(Registros del conjunto de datos de señalamiento)
------------

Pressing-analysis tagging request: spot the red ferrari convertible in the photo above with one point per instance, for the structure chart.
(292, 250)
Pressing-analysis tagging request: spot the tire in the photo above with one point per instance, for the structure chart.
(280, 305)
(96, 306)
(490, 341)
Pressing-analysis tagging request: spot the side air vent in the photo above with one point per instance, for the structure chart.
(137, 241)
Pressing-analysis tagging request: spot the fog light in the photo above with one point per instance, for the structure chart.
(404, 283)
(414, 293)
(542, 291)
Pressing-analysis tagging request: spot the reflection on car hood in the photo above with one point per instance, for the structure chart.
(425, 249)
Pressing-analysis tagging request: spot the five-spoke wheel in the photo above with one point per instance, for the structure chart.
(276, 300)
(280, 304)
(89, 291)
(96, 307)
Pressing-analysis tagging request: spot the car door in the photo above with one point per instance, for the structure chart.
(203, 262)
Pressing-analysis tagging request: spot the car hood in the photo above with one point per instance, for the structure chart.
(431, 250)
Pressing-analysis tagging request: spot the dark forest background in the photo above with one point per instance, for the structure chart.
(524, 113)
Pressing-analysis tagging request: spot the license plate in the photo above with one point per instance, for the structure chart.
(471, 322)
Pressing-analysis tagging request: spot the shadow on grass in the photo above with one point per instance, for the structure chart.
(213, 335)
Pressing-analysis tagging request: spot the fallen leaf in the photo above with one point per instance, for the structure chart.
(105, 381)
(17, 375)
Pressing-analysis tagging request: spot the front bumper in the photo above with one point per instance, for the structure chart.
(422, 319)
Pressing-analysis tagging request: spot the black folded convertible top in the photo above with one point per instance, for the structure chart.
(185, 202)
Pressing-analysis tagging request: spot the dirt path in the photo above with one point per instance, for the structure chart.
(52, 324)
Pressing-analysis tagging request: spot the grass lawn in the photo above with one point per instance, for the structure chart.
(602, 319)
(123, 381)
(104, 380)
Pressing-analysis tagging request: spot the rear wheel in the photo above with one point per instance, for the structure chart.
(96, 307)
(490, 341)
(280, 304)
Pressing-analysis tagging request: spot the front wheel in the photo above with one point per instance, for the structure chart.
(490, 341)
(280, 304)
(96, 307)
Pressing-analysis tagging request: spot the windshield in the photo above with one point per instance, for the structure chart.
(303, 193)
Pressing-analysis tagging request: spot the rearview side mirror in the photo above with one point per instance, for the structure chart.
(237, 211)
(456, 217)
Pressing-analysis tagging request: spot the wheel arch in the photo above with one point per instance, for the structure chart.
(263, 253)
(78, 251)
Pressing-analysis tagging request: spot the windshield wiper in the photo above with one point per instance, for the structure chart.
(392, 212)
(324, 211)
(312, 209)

------------

§ **Problema a resolver**: Por favor, pasa a una tabla Markdown las líneas que van desde la que contiene "Pressing-analysis tagging request: spot the windshield in" hasta el final, ambas incluidas, sin las líneas en blanco. Usa dos columnas: "Fila", con el número de fila, y "Línea", con el texto de cada una.

§ **Resultado de la tarea**:
| Fila | Línea |
|---|---|
| 1 | Pressing-analysis tagging request: spot the windshield in the photo above with one point per instance, for the structure chart. |
| 2 | (303, 193) |
| 3 | Pressing-analysis tagging request: spot the rearview side mirror in the photo above with one point per instance, for the structure chart. |
| 4 | (237, 211) |
| 5 | (456, 217) |
| 6 | Pressing-analysis tagging request: spot the wheel arch in the photo above with one point per instance, for the structure chart. |
| 7 | (263, 253) |
| 8 | (78, 251) |
| 9 | Pressing-analysis tagging request: spot the windshield wiper in the photo above with one point per instance, for the structure chart. |
| 10 | (392, 212) |
| 11 | (324, 211) |
| 12 | (312, 209) |